• [Exercise objective]: Write out, character for character, the line containing "Could you indicate the dirt" and all lines after it up to the end of the listing.

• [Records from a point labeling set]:
○ ○ ○ ○ ○
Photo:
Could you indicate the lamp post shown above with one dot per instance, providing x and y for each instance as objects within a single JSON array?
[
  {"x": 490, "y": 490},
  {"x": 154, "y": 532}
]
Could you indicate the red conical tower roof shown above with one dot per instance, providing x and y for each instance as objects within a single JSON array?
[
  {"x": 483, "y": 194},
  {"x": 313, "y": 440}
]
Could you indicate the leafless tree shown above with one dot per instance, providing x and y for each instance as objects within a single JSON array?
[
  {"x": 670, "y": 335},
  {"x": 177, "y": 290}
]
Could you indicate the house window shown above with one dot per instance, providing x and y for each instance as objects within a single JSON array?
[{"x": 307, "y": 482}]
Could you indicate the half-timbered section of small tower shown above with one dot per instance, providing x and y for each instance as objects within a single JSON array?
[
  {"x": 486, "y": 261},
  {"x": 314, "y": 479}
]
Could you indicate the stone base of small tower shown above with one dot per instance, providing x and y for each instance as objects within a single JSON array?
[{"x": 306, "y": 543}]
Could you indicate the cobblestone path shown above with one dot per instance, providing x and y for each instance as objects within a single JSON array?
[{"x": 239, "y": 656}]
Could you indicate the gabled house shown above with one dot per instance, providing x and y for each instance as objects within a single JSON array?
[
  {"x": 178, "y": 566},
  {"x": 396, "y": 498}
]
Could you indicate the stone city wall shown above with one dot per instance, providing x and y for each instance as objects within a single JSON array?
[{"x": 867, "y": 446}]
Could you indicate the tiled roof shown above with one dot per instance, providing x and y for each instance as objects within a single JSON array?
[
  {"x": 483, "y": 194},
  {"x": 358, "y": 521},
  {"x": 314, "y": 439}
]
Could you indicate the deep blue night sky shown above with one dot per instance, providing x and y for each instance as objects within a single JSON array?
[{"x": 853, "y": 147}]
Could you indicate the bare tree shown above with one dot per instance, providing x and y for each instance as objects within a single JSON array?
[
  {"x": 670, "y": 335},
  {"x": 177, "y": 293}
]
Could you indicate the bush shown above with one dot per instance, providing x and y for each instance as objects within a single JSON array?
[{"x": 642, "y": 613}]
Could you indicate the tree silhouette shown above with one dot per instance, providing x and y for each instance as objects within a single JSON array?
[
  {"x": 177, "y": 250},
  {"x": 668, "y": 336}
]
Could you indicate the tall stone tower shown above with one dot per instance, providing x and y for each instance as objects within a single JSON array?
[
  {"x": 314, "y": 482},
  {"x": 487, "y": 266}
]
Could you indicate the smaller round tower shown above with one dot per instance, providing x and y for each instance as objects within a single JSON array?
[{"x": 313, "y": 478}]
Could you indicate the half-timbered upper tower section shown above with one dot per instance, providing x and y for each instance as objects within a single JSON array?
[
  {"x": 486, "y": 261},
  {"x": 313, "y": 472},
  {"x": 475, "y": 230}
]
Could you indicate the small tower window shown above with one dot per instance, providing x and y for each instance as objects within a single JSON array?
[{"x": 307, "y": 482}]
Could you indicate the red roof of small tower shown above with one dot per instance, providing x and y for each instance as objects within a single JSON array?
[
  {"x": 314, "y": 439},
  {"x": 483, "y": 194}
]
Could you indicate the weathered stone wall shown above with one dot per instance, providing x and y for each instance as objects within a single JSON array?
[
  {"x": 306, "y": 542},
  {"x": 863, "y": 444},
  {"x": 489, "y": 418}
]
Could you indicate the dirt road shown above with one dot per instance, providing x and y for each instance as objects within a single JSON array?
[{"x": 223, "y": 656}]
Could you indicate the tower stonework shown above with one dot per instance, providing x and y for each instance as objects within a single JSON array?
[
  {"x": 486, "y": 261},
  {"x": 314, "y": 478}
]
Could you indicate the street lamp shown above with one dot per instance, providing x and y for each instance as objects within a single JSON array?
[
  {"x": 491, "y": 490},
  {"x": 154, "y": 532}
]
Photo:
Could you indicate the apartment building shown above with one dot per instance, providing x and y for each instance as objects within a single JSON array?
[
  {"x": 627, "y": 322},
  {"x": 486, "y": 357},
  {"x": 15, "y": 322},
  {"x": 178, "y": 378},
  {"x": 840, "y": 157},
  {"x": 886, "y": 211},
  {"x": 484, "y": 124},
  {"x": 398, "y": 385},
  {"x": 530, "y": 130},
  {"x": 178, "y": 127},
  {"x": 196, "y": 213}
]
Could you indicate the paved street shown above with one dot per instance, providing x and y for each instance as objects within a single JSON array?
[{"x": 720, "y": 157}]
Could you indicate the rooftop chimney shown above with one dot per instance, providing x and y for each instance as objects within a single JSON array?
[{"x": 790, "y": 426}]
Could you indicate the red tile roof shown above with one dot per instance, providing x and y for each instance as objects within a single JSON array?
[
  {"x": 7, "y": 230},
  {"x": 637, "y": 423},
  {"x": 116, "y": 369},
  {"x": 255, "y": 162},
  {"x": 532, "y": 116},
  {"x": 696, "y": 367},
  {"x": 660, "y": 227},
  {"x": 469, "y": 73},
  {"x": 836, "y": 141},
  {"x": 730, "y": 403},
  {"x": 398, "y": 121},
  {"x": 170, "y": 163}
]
○ ○ ○ ○ ○
• [Result below]:
Could you indicate the dirt road shown above with one dot per instance, providing x and y for each instance as objects within a single JSON array?
[{"x": 223, "y": 656}]
Could you indicate the tower stonework shown above with one dot per instance, providing x and y for each instance as objects within a single JSON array?
[
  {"x": 486, "y": 261},
  {"x": 314, "y": 478}
]
Could you indicate the street lamp shown above with one dot per instance, providing x and y for each instance as objects within a single JSON array?
[
  {"x": 491, "y": 490},
  {"x": 154, "y": 532}
]
Photo:
Could you indicate the apartment building shown above with one dot per instance, providing x and y for each instance as objects within a single JSON array?
[
  {"x": 627, "y": 322},
  {"x": 486, "y": 357},
  {"x": 15, "y": 322},
  {"x": 178, "y": 378},
  {"x": 840, "y": 157},
  {"x": 886, "y": 211},
  {"x": 484, "y": 124},
  {"x": 398, "y": 385},
  {"x": 530, "y": 130},
  {"x": 178, "y": 127},
  {"x": 196, "y": 213}
]
Could you indicate the paved street shown above with one dot per instance, providing x and y for each instance as objects within a single JSON array?
[{"x": 720, "y": 157}]
Could you indicate the rooftop chimney shown above with one dot per instance, providing x and y for each instance as objects within a single JSON array?
[{"x": 790, "y": 426}]
Could you indicate the red tile roof shown above with one dot per instance, providing x and y for each instance as objects within a single JSON array?
[
  {"x": 7, "y": 230},
  {"x": 637, "y": 423},
  {"x": 116, "y": 369},
  {"x": 255, "y": 162},
  {"x": 532, "y": 116},
  {"x": 696, "y": 367},
  {"x": 660, "y": 227},
  {"x": 469, "y": 73},
  {"x": 836, "y": 141},
  {"x": 730, "y": 403},
  {"x": 398, "y": 121},
  {"x": 170, "y": 163}
]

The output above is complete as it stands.